__DOCUMENT__:
↓↓↓

A Global Group, Grounded in Derby
Darryl Malpass opened with the wider Gardner Aerospace picture. The group, a trusted partner to OEM’s & Aerostructure Tier 1 suppliers, operates across nine facilities in five countries - the UK, France, Poland, India and China - with Derby serving as both a manufacturing site and the group’s head office. Members heard that the business employed around 1,820 people in 2024, with headcount expected to rise towards 2,200 by the end of 2027 as build rates increase and new work comes into the business.
He also outlined Gardner’s centralised operating model, with the Integrated Logistics Centre coordinating customer demand, supply chain priorities and finished product flow across the group. That structure gives sites clearer operational focus. As Darryl put it, the aim is to let teams concentrate on “engineering and manufacturing excellence”.
The point landed clearly in a sector where quality, traceability and consistency are non-negotiable. Derby emerged not as a standalone plant, but as a key part of a wider manufacturing system shaped around control, coordination and specialist depth.

Setting the scene for the factory tour, Darryl Malpass explained how Gardner Aerospace combines global scale with specialist manufacturing capability in Derby.
Investment with Intent
Matt Lyons then brought the focus back to Derby. The site combines machining, fabrication, surface treatments, assembly and logistics, with around 150 people in manufacturing and approximately 3,500 part numbers in scope.
He also made clear the scale of current investment. “We have added 2 state of the art medium to long bed machines to our site in the last twelve months. This year we are putting a third 16 metre bed machine in.”
This multimillion investment gave the room an immediate sense of what is happening here. Gardner is materially strengthening the physical and operational capability of the Derby site. Matt explained that the civil works alone take months, requiring deep foundations, reinforced flooring and curing time before the machines can enter production.

↑↑↑

__THE PROBLEM__: Echo the Gardner Aerospace Derby write-up word for word, from start to end. The rows that follow come from a separate source.

__DATA SECTION__:
↓↓↓

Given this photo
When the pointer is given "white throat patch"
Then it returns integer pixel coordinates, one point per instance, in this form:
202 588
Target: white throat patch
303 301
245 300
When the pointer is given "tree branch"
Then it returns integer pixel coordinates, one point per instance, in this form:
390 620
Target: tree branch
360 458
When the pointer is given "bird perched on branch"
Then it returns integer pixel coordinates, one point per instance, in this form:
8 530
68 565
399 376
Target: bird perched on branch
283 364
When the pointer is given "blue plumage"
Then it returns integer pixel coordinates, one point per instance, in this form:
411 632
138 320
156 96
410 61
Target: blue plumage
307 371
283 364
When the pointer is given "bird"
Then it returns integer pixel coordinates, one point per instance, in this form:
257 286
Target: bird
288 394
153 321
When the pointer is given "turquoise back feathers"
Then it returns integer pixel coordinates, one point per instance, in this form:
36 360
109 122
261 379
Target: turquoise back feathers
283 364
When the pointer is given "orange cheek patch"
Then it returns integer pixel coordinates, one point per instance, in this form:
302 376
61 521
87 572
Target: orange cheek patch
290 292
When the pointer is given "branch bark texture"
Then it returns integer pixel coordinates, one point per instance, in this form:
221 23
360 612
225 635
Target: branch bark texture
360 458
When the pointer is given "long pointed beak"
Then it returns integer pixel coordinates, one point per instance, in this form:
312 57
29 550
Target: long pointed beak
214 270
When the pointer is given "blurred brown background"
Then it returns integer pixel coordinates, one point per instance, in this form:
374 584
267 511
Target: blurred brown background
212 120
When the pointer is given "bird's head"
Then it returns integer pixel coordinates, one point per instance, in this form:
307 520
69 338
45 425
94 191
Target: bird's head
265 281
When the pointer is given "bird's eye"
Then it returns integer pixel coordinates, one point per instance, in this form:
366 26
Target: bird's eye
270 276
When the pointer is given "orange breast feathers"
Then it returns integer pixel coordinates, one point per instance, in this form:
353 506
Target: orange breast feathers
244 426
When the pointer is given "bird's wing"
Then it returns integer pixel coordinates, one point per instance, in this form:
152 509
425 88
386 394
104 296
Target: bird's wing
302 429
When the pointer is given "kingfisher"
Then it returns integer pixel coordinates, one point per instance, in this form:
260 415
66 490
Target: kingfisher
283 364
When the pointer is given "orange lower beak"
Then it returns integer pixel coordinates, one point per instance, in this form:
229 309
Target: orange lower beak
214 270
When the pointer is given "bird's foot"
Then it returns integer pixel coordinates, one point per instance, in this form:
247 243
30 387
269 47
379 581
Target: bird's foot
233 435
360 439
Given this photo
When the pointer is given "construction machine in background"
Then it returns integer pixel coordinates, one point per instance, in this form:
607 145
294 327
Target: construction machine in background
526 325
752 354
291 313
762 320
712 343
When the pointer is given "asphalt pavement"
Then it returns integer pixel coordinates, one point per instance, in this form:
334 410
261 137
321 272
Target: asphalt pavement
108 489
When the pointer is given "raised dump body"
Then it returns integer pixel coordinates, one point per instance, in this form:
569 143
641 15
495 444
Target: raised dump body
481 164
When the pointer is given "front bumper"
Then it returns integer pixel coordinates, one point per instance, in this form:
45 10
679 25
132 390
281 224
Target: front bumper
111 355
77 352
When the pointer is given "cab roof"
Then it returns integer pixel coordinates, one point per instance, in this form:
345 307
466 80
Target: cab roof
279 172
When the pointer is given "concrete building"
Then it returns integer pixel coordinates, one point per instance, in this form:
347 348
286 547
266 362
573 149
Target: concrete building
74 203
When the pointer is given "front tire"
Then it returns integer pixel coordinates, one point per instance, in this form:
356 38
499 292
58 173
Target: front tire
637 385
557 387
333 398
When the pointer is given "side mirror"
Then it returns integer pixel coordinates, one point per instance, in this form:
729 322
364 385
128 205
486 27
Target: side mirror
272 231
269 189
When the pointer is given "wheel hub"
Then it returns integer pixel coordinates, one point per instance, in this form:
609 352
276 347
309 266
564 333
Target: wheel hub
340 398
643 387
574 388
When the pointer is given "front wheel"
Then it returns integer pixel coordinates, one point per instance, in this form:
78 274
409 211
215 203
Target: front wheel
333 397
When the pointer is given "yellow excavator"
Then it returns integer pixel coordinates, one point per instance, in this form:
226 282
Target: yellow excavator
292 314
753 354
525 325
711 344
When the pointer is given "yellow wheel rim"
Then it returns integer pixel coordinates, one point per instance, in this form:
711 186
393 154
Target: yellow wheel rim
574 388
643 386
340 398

↑↑↑

__CORRECT ANSWER__:
A Global Group, Grounded in Derby
Darryl Malpass opened with the wider Gardner Aerospace picture. The group, a trusted partner to OEM’s & Aerostructure Tier 1 suppliers, operates across nine facilities in five countries - the UK, France, Poland, India and China - with Derby serving as both a manufacturing site and the group’s head office. Members heard that the business employed around 1,820 people in 2024, with headcount expected to rise towards 2,200 by the end of 2027 as build rates increase and new work comes into the business.
He also outlined Gardner’s centralised operating model, with the Integrated Logistics Centre coordinating customer demand, supply chain priorities and finished product flow across the group. That structure gives sites clearer operational focus. As Darryl put it, the aim is to let teams concentrate on “engineering and manufacturing excellence”.
The point landed clearly in a sector where quality, traceability and consistency are non-negotiable. Derby emerged not as a standalone plant, but as a key part of a wider manufacturing system shaped around control, coordination and specialist depth.

Setting the scene for the factory tour, Darryl Malpass explained how Gardner Aerospace combines global scale with specialist manufacturing capability in Derby.
Investment with Intent
Matt Lyons then brought the focus back to Derby. The site combines machining, fabrication, surface treatments, assembly and logistics, with around 150 people in manufacturing and approximately 3,500 part numbers in scope.
He also made clear the scale of current investment. “We have added 2 state of the art medium to long bed machines to our site in the last twelve months. This year we are putting a third 16 metre bed machine in.”
This multimillion investment gave the room an immediate sense of what is happening here. Gardner is materially strengthening the physical and operational capability of the Derby site. Matt explained that the civil works alone take months, requiring deep foundations, reinforced flooring and curing time before the machines can enter production.